• [EXERCISE PROMPT]
Swap "photo" for "picture" everywhere in the lines below, changing nothing else. Leave the pictures out of your answer.

• [EXERCISE MATERIAL]
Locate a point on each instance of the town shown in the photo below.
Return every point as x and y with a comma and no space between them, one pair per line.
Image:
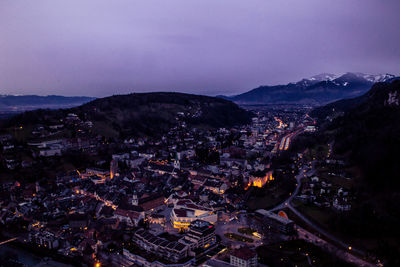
192,197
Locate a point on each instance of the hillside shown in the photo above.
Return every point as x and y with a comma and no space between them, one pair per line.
12,103
367,136
147,114
317,90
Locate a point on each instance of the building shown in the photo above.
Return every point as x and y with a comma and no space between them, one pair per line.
130,217
200,234
44,238
243,257
265,221
185,212
171,250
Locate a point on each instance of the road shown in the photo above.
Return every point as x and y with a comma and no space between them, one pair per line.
344,253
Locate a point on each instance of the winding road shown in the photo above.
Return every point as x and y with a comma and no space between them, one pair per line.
344,254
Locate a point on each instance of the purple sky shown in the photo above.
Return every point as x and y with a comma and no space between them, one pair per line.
103,47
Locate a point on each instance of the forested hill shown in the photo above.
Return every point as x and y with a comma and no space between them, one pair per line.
145,113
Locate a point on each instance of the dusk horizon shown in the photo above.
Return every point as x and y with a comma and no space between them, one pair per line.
187,133
209,48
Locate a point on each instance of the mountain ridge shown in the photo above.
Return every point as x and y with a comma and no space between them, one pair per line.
317,90
143,114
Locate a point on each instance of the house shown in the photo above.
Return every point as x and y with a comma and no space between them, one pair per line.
130,217
243,257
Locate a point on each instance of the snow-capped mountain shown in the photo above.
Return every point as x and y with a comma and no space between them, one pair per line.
319,89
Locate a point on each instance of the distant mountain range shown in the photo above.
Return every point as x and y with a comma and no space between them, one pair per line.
317,90
365,132
12,103
144,114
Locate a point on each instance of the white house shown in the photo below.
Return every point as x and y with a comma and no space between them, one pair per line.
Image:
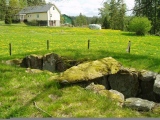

• [THE ANSWER]
Locate a point on each instance of the town shown in the picture below.
Return every point as x and y with a comma and no space between them, one pair per line.
Image:
192,197
Locate a point on each instance of the hillside shown in the picture above.
Return every point as x and y with a comma and no space between them, one pair per line.
12,103
367,136
147,114
317,90
Locate a point on each instance of the building shown in the picture above.
Return every point as x and y with a comma and no space between them, one pair per line.
130,217
200,234
44,238
243,257
265,221
185,212
171,250
Locate a point on each instance of the road shown in the picture above.
Return every point as x and y with a comma and no space between them, one pair per line.
344,253
Locate a point on each instance of the winding road shown in the picture above.
Return every point as x and y with a comma and no space between them, one pair per line.
344,254
Locate a point on each instance of the purple sky shown in the picture above.
Return every point as x and y with a comma and no space between them, one pair per line.
103,47
Locate a point on each instance of the forested hill shown in the picture above.
Return every point as x and y with a comma and no space between them, one pair per line.
145,113
Locate a point on each instance of the dusk horizon shown in the picture above.
Return every point as x and y with a comma and no space between them, one pair per line.
187,133
209,48
Locate a point on each instance of the mountain ridge shown in the picture above.
Return every point as x and y with a comma and no space between them, one pair per line.
317,90
143,114
Locate a point on each instance of the house shown in the picture above.
Return every point as x and y with a comma and no space between them, one pair per line.
130,217
243,257
Locate a point on each instance of the snow-capped mountain shown in the picture above.
Return every point as x and y with a comma and no space between them, one pair per line.
319,89
Locate a point on each instance of the distant mountain range shown in the picture above.
Return every point as x and y with a comma and no space between them, one pair per line.
317,90
365,132
12,103
144,114
Locate a point on each instance of the white house shown in the picture below.
Return every point as x and y with a comma and no space between them, one pair per line.
Image:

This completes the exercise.